O protesto da turma do agronegócio continuava, bloqueando
fazendas, silos, estradas, cidades. Eles choravam pelo baixo valor do dólar. Queriam
perdão das dívidas. Rogavam por mais empréstimos praticamente sem juros. Em
outras palavras, os lucros ficariam nas mãos deles e os prejuízos seriam
assumidos pelo povo brasileiro. Era o capitalismo sem riscos dos capitalistas
do latifúndio. E tudo para a monocultura de exportação que empregava pouca mão
de obra e esgotava o solo.
Cidade planejada e espalhada, Dourados contava com ruas
arborizadas, nas calçadas e nos canteiros centrais das avenidas. Nas partes por
onde passei, elas pareciam limpas, organizadas e de bom aspecto. Compensava em
parte as caras fechadas e de poucos amigos dos moradores de pele e olhos claros.
Ano a ano, a região se tornava tristemente conhecida pelos massacres de
indígenas a manda dos elementos do agronegócio. Punição dos criminosos,
nenhuma.
Sentei-me ao ar livre em restaurante de esquina e comi à
vontade. Logo o ambiente lotou de famílias, casais, grupos. O som mecânico do
estabelecimento torturava com baladas caipiras estadunidenses, substituído em
seguida por música ao vivo recheada de padrões bregas e sertanejos.
À tarde embarquei em ônibus velho rumo a Bela Vista. A
frequência do pinga-pinga era de agricultores e peões que trabalhavam nas
fazendas da região. Conversei bastante com um que trabalhava e morava com a
família em fazenda de gado e carneiros próxima a Dourados.
A paisagem levemente ondulada oscilava entre infindáveis
plantações de milho, pastos para gado, terras improdutivas e desmatadas.

• [Exercícios]
A – No texto sobre Dourados, para que cidade seguiu o ônibus velho à tarde?
B – Escreva a continuação do texto sobre Dourados, começando depois da última frase apresentada.
Não é preciso consultar os registros.

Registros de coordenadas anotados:

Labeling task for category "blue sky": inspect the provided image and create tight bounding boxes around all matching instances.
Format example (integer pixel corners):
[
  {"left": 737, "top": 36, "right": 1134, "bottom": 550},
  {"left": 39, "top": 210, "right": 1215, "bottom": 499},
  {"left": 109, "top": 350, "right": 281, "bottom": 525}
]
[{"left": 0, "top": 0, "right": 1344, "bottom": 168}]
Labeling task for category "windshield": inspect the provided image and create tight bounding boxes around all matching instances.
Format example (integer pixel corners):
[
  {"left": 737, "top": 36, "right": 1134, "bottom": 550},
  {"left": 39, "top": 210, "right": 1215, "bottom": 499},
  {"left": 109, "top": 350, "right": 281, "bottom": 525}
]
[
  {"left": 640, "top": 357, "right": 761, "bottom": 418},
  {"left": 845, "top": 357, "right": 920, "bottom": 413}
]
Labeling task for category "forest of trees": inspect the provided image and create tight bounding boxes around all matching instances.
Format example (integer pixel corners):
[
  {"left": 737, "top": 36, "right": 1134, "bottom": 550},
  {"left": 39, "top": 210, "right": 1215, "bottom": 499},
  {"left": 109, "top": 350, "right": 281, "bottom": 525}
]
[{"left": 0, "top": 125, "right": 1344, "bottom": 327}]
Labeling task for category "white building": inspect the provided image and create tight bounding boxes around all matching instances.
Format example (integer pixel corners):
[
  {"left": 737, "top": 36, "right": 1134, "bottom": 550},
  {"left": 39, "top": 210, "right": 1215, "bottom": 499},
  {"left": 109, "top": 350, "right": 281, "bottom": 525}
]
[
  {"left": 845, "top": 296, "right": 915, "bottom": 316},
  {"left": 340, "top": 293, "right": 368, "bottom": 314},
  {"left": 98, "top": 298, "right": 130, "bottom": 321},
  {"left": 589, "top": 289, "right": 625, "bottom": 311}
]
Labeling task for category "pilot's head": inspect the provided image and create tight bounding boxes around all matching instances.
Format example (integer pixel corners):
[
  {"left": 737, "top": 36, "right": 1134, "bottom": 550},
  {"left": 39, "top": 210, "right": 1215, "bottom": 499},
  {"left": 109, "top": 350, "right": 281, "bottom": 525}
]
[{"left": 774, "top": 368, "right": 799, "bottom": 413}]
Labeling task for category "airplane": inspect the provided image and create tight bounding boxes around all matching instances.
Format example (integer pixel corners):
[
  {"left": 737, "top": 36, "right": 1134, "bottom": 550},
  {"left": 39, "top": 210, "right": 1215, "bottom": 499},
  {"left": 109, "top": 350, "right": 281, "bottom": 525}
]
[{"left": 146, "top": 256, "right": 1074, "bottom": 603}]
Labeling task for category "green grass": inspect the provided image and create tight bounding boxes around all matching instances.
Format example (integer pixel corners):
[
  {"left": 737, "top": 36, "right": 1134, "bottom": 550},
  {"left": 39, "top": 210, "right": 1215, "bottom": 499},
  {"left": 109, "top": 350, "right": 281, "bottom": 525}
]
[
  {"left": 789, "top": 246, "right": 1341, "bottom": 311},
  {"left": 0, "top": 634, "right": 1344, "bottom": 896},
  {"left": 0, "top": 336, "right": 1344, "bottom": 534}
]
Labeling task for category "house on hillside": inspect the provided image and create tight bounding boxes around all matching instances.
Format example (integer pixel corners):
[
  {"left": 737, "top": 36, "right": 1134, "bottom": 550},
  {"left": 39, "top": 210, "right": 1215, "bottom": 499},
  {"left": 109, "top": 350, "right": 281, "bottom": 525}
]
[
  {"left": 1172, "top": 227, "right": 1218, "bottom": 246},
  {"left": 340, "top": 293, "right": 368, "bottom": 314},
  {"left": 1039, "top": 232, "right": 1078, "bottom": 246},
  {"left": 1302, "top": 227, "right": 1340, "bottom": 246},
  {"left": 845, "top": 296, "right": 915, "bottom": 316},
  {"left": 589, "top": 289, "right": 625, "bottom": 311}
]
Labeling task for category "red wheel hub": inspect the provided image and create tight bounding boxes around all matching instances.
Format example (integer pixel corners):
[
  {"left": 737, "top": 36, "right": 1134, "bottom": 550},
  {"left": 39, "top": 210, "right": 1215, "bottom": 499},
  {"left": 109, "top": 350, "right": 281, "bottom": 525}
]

• [Respostas em ordem]
A – Para Bela Vista.

B –
Acampamentos de trabalhadores rurais sem terra e de grupos indígenas apareciam
nas margens das rodovias. Antes da cidade de Antônio João, nomeada em homenagem
a brasileiro morto durante a invasão do exército brasileiro ao Paraguai,
percorremos longo trecho de estradas de terra extremamente empoeiradas,
deixando o interior do ônibus, bocas, narizes, entupidos de poeira. Outro
bloqueio dos latifundiários, logo liberado para ônibus e veículos particulares.
Nas imensas quantidades de terra, sem quaisquer almas vivas, embarcavam e
desembarcavam passageiros na beira da estrada. Nenhuma casa a vista em ambos os
lados. Eram agricultores, condutores de gado, empregados de fazendas, raros
pequenos proprietários. Usavam chapéus de couro, largos cinturões e botas de
cano alto. Conversando muito entre si, trocavam opiniões sobre o tempo,
criação, colheita, emprego. Simpáticos, porém reservados.
O pôr-do-sol avermelhado à direita e a lua cheia
alaranjada à esquerda deram espetáculo à parte na paisagem do cerrado.
Na calçada em Antônio João, três índios conversavam em
língua própria. Ninguém lhes dava atenção. Ouvi casos de invasões de terras
indígenas, comandadas pelos grandes fazendeiros, forçando os índios a se
organizarem para reaverem o que lhes era de direito. Mas era luta desigual e
desumana.
O ônibus seguiu lotado. Uma mãe próxima ao meu banco me
lançava olhares curiosos. Sentou-se ao meu lado um morador de Bela Vista que
decidira, depois da aposentadoria, estudar teologia em Dourados. Mas,
diferentemente dos fanáticos religiosos convencionais que repetem trechos
decorados das escrituras, o colega não parava de contar histórias de crimes
antigos na região onde nascera ou então detalhes enfadonhos das aulas da
faculdade.
Mais acampamentos de índios expulsos das terras milenares,
pelos latifundiários e acobertados pela polícia, surgiam na beira da estrada.
Os pobres coitados aguardavam até não sei quando o governo estadual e federal
reintegrá-los às terras dos ancestrais.
O ônibus velho entrou na pequena rodoviária de Bela Vista
à noite.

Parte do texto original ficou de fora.